== WORK REQUIRED ==
How many lines in the records contain the word "white"? Reply with the number alone.

Stored data

::::

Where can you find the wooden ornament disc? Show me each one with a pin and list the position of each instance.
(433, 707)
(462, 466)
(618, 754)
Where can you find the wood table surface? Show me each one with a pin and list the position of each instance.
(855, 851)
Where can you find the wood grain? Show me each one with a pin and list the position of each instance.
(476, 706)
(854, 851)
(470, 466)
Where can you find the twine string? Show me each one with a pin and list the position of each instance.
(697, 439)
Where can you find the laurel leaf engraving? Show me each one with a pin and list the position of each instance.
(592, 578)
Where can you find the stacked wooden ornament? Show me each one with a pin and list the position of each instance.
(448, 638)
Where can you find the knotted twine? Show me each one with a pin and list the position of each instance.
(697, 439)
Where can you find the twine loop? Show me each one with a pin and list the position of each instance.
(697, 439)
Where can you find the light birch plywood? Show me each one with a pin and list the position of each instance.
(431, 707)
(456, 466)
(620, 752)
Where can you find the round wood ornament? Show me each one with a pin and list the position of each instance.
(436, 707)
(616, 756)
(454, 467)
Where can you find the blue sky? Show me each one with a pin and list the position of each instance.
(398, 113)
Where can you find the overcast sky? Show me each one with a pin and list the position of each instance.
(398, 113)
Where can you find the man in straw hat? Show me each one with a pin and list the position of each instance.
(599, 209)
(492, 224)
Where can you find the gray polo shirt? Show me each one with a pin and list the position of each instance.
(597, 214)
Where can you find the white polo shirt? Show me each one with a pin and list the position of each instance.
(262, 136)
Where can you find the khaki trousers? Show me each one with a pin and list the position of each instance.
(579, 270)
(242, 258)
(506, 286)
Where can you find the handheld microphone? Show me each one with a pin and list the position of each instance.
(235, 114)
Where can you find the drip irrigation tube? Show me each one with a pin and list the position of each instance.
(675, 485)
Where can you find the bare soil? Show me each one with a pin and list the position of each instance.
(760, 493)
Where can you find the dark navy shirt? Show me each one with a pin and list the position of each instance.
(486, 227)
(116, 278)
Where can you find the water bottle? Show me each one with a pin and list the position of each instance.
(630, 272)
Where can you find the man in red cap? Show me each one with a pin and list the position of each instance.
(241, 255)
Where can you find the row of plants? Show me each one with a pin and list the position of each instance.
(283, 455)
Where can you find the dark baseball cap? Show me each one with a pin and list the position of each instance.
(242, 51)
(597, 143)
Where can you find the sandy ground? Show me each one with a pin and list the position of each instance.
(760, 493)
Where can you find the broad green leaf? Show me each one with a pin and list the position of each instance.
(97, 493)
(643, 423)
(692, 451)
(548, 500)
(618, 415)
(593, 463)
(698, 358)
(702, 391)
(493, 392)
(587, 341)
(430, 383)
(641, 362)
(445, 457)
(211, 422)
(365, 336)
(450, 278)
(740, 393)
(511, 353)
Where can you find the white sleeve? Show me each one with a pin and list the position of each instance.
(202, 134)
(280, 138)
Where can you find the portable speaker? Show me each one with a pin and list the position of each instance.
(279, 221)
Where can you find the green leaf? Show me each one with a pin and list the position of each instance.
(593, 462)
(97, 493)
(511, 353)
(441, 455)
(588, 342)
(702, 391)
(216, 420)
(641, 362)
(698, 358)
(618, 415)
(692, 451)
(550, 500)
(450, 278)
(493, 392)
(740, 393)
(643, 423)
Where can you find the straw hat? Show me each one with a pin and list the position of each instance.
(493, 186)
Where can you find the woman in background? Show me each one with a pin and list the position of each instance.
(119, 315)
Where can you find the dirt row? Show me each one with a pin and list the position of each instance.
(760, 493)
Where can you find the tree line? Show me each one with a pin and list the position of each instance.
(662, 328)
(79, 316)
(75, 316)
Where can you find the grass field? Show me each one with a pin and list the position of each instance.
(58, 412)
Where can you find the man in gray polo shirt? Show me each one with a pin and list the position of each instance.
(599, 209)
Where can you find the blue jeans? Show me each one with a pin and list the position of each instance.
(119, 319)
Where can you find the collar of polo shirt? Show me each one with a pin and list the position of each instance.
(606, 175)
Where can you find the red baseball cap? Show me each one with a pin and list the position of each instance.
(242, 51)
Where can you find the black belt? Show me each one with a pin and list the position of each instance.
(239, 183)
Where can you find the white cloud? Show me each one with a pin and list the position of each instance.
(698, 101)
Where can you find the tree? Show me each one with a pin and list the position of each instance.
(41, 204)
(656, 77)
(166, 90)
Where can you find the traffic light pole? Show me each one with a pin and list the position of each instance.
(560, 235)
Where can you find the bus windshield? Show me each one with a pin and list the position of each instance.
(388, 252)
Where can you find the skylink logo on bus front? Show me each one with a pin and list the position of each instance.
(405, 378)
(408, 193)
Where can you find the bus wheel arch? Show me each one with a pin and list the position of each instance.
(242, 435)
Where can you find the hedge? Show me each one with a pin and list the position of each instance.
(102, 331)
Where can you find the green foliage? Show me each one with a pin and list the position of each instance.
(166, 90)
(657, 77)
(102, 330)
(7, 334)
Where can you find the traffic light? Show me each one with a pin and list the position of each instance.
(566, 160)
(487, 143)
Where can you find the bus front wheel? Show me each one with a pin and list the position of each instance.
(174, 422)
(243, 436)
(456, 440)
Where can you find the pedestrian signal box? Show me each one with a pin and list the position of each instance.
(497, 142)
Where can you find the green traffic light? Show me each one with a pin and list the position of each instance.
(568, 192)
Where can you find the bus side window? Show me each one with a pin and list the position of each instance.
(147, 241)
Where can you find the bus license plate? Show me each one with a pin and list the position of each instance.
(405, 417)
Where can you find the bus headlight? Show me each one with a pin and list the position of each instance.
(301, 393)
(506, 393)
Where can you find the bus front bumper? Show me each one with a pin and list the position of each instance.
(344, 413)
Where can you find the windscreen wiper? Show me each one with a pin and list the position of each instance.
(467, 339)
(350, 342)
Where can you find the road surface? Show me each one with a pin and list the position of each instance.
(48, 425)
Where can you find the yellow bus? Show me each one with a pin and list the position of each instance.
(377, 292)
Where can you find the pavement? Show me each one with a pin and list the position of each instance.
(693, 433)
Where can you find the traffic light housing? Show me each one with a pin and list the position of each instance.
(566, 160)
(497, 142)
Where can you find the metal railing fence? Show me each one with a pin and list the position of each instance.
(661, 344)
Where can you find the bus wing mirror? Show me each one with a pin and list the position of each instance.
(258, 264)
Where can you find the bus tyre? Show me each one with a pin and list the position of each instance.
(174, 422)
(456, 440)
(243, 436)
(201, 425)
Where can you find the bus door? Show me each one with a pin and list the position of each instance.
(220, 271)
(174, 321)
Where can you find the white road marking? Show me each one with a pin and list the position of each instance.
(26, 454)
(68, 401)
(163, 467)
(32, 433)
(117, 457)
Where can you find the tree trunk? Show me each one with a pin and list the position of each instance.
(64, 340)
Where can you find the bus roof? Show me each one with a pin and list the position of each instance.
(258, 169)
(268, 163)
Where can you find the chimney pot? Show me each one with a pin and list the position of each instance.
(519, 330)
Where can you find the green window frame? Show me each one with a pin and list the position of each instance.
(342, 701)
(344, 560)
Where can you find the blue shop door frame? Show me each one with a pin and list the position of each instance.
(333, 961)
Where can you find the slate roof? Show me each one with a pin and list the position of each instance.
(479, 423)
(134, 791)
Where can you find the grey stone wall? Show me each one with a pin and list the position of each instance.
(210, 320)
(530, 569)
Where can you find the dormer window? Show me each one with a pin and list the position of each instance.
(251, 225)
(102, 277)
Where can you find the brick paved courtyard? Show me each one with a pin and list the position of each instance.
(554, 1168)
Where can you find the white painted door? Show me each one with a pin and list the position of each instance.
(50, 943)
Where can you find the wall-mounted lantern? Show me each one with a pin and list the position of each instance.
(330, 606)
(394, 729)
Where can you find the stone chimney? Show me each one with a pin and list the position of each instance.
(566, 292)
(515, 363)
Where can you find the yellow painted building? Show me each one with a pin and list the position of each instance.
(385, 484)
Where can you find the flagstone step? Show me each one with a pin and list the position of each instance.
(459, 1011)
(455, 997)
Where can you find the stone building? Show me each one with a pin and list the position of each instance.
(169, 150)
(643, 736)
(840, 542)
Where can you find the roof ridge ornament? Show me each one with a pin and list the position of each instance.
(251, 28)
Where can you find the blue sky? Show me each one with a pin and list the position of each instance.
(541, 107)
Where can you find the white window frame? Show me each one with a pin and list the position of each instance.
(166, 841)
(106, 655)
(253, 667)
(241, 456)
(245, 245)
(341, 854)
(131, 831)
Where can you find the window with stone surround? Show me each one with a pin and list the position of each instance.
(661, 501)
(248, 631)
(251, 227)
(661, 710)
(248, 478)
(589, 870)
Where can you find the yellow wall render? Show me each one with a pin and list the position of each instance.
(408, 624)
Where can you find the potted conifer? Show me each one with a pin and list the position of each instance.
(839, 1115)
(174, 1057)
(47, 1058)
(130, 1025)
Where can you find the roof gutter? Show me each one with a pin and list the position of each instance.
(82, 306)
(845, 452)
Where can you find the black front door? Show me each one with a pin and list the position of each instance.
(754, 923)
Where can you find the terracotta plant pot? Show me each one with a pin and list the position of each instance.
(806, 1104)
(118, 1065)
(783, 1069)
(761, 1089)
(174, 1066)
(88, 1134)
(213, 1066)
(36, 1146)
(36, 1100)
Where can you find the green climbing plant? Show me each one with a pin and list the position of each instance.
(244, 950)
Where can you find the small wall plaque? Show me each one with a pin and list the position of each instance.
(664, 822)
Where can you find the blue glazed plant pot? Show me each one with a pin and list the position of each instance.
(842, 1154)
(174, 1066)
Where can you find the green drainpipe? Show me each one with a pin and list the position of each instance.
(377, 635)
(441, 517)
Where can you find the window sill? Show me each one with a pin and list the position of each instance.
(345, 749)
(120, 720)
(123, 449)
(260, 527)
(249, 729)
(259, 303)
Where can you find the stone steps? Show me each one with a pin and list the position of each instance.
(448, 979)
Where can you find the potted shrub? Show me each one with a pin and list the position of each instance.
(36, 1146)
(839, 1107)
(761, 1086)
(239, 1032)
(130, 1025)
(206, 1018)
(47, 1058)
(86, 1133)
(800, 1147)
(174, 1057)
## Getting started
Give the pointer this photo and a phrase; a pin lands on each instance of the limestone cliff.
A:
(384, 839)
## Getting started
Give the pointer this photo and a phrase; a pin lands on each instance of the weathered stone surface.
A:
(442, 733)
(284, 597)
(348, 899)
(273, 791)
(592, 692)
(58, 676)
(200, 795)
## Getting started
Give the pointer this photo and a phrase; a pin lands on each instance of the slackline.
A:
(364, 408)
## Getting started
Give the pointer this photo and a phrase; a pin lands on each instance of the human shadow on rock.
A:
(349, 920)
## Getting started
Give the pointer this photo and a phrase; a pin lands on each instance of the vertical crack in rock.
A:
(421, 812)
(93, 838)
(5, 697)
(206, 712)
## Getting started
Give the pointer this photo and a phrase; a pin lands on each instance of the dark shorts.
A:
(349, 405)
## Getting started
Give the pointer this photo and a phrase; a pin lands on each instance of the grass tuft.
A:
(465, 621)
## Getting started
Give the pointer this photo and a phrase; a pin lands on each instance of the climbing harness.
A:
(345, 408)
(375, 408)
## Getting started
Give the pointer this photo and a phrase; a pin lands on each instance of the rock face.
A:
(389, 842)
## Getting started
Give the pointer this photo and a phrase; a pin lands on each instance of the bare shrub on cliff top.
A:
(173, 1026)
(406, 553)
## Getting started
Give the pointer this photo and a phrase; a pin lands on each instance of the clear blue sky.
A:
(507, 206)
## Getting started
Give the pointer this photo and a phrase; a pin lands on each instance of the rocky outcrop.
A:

::::

== RESULT BELOW ==
6